*** Opening of WORKING DATA ***

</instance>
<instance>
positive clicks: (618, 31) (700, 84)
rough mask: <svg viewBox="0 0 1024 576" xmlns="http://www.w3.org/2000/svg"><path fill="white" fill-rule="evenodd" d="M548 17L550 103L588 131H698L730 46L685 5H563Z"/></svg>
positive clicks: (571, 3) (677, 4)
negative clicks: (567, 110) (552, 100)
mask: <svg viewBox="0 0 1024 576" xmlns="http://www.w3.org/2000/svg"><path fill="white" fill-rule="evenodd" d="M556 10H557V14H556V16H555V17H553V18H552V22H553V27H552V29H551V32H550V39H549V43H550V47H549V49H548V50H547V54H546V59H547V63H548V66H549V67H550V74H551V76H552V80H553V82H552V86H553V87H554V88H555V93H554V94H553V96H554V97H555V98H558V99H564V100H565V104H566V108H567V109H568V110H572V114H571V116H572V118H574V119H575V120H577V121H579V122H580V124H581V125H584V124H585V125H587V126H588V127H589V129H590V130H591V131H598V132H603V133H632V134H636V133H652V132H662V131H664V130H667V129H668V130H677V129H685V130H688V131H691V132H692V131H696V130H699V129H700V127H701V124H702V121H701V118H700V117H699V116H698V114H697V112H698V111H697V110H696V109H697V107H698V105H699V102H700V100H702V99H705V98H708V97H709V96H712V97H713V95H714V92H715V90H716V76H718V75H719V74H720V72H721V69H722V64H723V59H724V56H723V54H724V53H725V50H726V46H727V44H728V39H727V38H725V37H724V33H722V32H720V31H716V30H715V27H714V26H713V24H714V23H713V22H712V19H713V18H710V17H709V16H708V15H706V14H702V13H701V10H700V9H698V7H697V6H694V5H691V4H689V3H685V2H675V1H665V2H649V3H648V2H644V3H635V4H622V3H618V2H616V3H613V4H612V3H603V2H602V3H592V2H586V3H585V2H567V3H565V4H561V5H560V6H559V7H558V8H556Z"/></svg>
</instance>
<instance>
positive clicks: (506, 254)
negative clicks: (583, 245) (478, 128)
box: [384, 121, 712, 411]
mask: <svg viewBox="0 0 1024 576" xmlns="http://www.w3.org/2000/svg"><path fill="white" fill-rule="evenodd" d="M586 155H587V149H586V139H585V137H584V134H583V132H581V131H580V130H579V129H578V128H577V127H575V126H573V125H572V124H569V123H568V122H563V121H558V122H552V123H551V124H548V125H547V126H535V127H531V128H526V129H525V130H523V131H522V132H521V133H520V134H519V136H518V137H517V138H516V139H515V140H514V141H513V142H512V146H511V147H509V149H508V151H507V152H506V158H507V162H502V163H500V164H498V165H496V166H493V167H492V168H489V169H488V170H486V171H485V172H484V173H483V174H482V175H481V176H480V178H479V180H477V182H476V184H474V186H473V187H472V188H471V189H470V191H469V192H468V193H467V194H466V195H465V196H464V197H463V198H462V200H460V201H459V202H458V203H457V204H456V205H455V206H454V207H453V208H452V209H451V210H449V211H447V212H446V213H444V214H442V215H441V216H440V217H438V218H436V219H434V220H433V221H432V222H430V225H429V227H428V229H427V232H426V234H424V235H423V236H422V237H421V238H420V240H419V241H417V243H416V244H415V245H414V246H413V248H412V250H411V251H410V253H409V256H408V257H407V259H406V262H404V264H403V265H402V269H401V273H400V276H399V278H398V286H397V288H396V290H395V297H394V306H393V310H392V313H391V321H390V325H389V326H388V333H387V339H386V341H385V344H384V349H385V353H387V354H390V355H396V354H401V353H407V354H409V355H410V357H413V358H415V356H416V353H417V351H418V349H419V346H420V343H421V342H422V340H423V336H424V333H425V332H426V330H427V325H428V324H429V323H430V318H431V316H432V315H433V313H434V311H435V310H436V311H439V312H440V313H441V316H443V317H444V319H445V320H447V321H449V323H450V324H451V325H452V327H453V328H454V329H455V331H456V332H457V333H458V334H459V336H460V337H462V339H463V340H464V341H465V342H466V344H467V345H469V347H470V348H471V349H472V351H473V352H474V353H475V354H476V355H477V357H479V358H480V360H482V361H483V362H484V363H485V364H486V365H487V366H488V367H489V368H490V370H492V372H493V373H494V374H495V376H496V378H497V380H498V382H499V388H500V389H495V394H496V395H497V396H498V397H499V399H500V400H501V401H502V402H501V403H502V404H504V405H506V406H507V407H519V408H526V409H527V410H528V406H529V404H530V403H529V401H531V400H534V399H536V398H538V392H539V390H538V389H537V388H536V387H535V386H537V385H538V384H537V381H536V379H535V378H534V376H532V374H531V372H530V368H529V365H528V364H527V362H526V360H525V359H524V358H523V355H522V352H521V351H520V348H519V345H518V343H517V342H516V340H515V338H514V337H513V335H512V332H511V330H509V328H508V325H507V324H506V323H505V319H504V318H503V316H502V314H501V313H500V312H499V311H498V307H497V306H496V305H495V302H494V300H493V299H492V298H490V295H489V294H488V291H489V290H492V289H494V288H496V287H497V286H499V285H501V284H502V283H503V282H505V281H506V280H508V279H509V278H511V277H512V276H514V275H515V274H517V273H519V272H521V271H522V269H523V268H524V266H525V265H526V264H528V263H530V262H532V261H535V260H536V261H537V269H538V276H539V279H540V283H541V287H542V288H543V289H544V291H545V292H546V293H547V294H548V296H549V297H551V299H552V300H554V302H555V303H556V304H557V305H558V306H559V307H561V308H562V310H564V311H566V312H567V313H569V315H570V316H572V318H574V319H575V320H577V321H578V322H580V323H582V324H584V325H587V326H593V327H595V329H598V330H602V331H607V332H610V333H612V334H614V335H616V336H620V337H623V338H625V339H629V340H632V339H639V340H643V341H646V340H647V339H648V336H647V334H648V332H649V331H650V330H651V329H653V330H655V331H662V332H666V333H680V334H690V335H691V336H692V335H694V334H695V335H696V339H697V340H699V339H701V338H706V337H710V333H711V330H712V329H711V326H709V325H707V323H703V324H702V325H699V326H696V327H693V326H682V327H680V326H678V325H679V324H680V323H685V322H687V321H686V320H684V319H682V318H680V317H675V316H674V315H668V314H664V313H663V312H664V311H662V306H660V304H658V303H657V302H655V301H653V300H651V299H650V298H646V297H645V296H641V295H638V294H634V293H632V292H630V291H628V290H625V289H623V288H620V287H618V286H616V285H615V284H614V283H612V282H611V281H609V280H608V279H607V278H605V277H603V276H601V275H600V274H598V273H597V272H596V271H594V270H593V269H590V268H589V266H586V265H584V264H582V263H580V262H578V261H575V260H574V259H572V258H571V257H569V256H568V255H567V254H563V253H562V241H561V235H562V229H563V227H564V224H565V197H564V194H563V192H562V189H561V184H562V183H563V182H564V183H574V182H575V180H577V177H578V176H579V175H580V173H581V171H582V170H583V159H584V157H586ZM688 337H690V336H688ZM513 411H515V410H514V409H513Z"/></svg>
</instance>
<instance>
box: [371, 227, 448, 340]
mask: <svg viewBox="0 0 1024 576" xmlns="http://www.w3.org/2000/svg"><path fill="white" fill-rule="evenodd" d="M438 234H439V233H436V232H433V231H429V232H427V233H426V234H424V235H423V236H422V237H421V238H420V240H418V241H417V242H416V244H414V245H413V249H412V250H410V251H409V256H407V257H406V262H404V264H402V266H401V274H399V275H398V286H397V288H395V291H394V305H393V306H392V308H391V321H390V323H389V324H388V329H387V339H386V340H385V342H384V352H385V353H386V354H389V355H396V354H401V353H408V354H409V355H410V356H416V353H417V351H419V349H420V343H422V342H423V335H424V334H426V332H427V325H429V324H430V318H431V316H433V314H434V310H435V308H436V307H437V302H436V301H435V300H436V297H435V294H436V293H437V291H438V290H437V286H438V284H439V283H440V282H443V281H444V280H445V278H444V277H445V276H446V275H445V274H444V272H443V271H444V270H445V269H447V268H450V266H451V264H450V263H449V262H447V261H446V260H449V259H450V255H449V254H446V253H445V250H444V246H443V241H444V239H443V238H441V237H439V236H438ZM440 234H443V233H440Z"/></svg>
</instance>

*** Close of WORKING DATA ***

EXERCISE INSTRUCTIONS | Every line from the line containing "positive clicks: (618, 31) (700, 84)" through the line containing "positive clicks: (571, 3) (677, 4)" in the records above must be retyped exactly. Leave out the rest.

TASK SOLUTION |
positive clicks: (618, 31) (700, 84)
rough mask: <svg viewBox="0 0 1024 576" xmlns="http://www.w3.org/2000/svg"><path fill="white" fill-rule="evenodd" d="M548 17L550 103L588 131H698L730 46L685 5H563Z"/></svg>
positive clicks: (571, 3) (677, 4)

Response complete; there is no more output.